Given instruction:
Set down exactly the lines from the one containing "Task: Where can the grassy slope" through the last line of the records below, both included, and nothing else.
_____
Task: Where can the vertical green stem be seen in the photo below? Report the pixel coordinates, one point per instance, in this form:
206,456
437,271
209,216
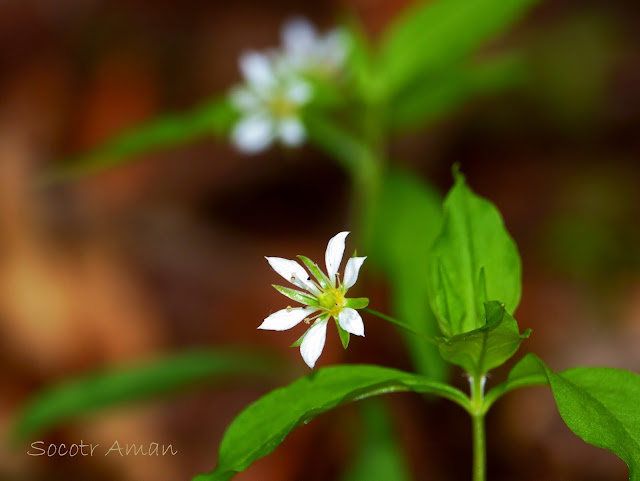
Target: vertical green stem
368,176
477,417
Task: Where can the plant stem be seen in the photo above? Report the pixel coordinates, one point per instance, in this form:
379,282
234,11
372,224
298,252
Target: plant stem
400,324
477,418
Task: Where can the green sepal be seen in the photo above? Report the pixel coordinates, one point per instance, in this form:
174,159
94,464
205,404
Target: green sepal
299,341
320,276
296,295
356,302
487,347
344,335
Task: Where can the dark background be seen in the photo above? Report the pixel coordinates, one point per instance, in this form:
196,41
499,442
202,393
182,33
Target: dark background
165,253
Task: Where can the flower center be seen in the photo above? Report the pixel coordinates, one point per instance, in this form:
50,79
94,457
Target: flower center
332,301
282,107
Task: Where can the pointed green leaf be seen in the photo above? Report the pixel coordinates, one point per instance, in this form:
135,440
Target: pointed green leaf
214,117
117,386
407,222
344,335
487,347
431,36
356,302
262,426
599,404
296,295
320,276
473,260
525,373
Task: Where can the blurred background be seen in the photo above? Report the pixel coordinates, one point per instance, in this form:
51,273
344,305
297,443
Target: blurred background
166,253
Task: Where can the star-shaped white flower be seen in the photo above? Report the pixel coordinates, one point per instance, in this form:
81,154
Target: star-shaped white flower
269,104
322,298
310,52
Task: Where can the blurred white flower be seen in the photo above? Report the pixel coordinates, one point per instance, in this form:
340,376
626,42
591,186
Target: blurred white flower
322,299
269,103
275,90
305,50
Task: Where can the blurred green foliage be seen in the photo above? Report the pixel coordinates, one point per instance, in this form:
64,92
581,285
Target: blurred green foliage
147,380
380,457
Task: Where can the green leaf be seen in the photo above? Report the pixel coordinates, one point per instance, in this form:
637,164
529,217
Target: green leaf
599,404
407,222
380,457
262,426
433,97
296,295
214,117
487,347
344,335
473,260
356,302
525,373
431,36
116,386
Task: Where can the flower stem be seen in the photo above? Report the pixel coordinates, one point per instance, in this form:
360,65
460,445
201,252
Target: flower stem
477,418
401,324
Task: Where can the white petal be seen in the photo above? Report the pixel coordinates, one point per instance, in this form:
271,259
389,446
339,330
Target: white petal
285,318
298,36
294,273
257,69
291,132
253,134
313,343
351,271
351,321
244,99
298,91
333,255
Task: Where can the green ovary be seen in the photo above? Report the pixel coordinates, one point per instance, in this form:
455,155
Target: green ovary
332,301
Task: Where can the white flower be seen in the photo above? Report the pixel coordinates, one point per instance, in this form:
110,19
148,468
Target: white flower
322,298
269,103
307,51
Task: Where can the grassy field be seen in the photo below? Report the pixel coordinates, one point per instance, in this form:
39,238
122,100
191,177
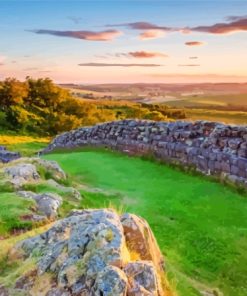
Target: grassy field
201,226
26,145
228,117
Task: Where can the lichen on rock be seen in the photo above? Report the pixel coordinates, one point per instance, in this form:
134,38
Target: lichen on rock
88,253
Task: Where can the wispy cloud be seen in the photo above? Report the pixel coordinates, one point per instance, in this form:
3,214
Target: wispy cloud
107,35
235,18
142,54
142,26
2,59
75,19
238,24
152,34
150,30
116,65
194,43
189,65
30,69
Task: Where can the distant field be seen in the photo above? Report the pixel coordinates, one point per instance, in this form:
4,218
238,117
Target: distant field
234,100
228,117
200,225
26,145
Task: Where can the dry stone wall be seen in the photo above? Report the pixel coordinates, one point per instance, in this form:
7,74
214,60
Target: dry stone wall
209,147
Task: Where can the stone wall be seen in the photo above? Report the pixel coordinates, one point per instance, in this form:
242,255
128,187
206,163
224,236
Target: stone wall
209,147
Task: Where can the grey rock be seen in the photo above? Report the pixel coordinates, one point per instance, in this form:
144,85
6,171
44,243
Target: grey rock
88,253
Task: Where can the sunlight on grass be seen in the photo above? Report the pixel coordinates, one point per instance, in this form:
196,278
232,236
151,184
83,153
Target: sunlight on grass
199,224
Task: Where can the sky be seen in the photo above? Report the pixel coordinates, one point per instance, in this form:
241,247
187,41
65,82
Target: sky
117,41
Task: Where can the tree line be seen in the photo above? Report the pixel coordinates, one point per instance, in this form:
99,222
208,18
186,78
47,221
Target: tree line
39,106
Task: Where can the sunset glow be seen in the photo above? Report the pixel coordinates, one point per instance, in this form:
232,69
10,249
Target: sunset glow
124,41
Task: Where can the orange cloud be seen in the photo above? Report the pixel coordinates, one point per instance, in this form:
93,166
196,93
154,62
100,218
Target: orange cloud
152,34
189,65
150,31
117,65
233,24
142,54
194,43
107,35
237,25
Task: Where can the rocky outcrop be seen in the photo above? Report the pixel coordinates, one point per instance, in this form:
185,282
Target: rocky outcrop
7,156
47,203
29,170
209,147
90,253
34,171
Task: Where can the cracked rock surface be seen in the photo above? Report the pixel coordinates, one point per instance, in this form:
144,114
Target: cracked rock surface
88,253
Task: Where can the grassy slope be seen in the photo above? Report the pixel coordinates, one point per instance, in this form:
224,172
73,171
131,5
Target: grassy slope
201,226
26,145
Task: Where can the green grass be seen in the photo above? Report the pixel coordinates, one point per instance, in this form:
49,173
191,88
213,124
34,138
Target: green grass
201,226
228,117
27,149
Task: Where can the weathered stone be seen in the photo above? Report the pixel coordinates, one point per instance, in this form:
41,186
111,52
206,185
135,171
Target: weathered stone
142,279
47,203
88,253
22,173
191,144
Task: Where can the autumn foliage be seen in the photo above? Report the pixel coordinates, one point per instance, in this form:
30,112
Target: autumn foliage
41,107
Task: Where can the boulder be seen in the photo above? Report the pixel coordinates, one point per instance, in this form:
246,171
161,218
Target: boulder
29,170
47,203
21,174
7,156
87,254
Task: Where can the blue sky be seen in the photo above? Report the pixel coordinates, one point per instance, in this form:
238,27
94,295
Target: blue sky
181,40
_____
Complete output:
Task: Where can the grassy slope be seen in the photo above? Report the pixel coordinates, one point per instance, in this form:
224,172
73,171
131,5
Target: grassy slope
201,226
26,145
Task: Where can the green grass be seen in the photo above? Report the pixel coordinates, one point per instance, in this form:
49,173
191,88
213,124
34,138
Target: green grass
201,226
228,117
27,149
Task: Where can the weathered stone be seen in the photo above? Report the pixel coordinates, one point per instance, in this form:
41,186
111,52
206,185
135,171
Target: weathered stone
142,279
47,203
88,253
22,173
191,144
Task: Where can the autumn foliage be seen in the photo above? Report the pixel coordinates, one point per instance, in this form:
30,112
Target: autumn foliage
41,107
Task: Where can the boulder be seen in the photo above? Report the pixel coordinates, one point per instance, in this form:
246,171
161,218
Target: boulder
29,170
47,203
21,174
7,156
87,254
Task: Where can the blue sky be seen in the photo above? Report the pixel coordinates, one point per instance, in this form:
238,27
94,295
Target: blue sky
181,40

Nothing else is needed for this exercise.